Could you reproduce the listing below with every "vertex pairs" changed to "coordinate pairs", leaving all else untouched and omitting the pictures?

→ **Input rows**:
——

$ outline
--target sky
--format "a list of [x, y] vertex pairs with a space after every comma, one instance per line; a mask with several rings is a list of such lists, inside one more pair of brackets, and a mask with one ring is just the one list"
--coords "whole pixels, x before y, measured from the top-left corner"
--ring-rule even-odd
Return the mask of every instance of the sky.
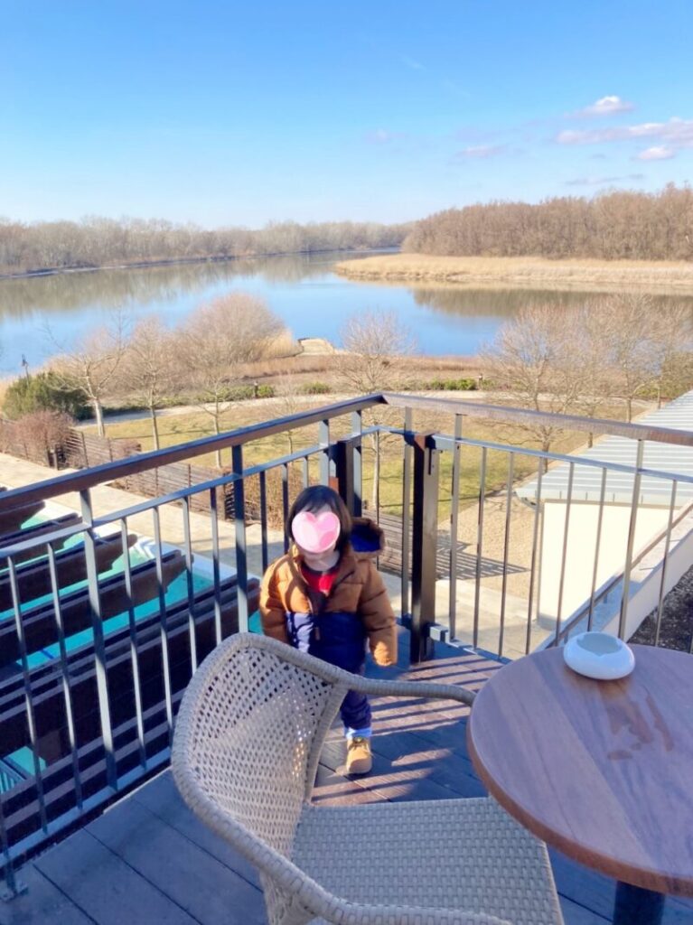
[[693, 179], [693, 0], [0, 0], [0, 216], [400, 222]]

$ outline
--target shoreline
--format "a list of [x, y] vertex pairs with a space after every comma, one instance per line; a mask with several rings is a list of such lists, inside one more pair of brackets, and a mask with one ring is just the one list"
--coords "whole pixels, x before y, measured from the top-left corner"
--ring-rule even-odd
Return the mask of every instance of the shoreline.
[[355, 282], [554, 291], [647, 290], [653, 294], [693, 296], [693, 264], [683, 262], [397, 253], [341, 261], [334, 269]]
[[[185, 264], [228, 264], [234, 260], [266, 260], [272, 257], [300, 257], [313, 253], [343, 253], [344, 250], [325, 251], [278, 251], [274, 253], [234, 253], [212, 254], [208, 257], [161, 257], [157, 260], [138, 260], [126, 264], [103, 264], [100, 266], [44, 266], [38, 270], [23, 270], [20, 273], [0, 273], [0, 282], [5, 279], [40, 279], [42, 277], [56, 277], [68, 273], [98, 273], [100, 270], [145, 270], [155, 266], [178, 266]], [[358, 250], [351, 253], [381, 253], [382, 251]], [[354, 259], [362, 259], [355, 258]]]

——

→ **Answer to the task**:
$ outline
--target sky
--format "a list of [x, y] coordinate pairs with a space after every comma, one instance per line; a mask with several rings is a list of such lists, inside one more pair of brackets, and a mask with one ring is just the one list"
--coords "whole pixels, x before y, measured from the top-left corner"
--ring-rule even-odd
Return the mask of every instance of the sky.
[[693, 179], [693, 0], [0, 0], [0, 216], [400, 222]]

$ outline
--target shoreline
--format "a list of [x, y] coordinate pairs with a space after every comma, one instance per line; a mask with several rings is a list of such lists, inside one more pair of brackets, and a mask with one ring is just the one list"
--coords "whole pixels, x before y, measured from the top-left corner"
--ring-rule even-odd
Return the mask of every instance of the shoreline.
[[355, 282], [554, 291], [647, 290], [653, 294], [693, 296], [693, 264], [683, 262], [397, 253], [341, 261], [334, 269]]
[[[185, 264], [228, 264], [234, 260], [266, 260], [272, 257], [300, 257], [313, 253], [343, 253], [344, 250], [325, 251], [278, 251], [274, 253], [234, 253], [212, 254], [208, 257], [161, 257], [157, 260], [138, 260], [126, 264], [103, 264], [100, 266], [44, 266], [38, 270], [23, 270], [20, 273], [0, 273], [0, 282], [5, 279], [40, 279], [42, 277], [56, 277], [68, 273], [98, 273], [100, 270], [145, 270], [155, 266], [178, 266]], [[358, 250], [351, 253], [381, 253], [382, 251]], [[354, 259], [362, 259], [355, 258]]]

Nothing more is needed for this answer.